Information provided Start Marker

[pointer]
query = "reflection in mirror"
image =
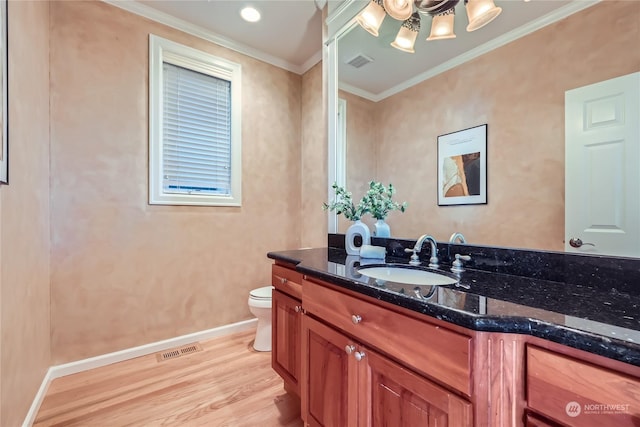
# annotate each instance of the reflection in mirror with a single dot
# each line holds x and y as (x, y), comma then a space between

Information provided End Marker

What the task requires: Send back the data above verbatim, leaving out its pictures.

Task result:
[pointer]
query = "reflection in mirror"
image =
# annotate each instance of the reflection in mirror with a single dot
# each line holds x and y as (x, y), comma then a space between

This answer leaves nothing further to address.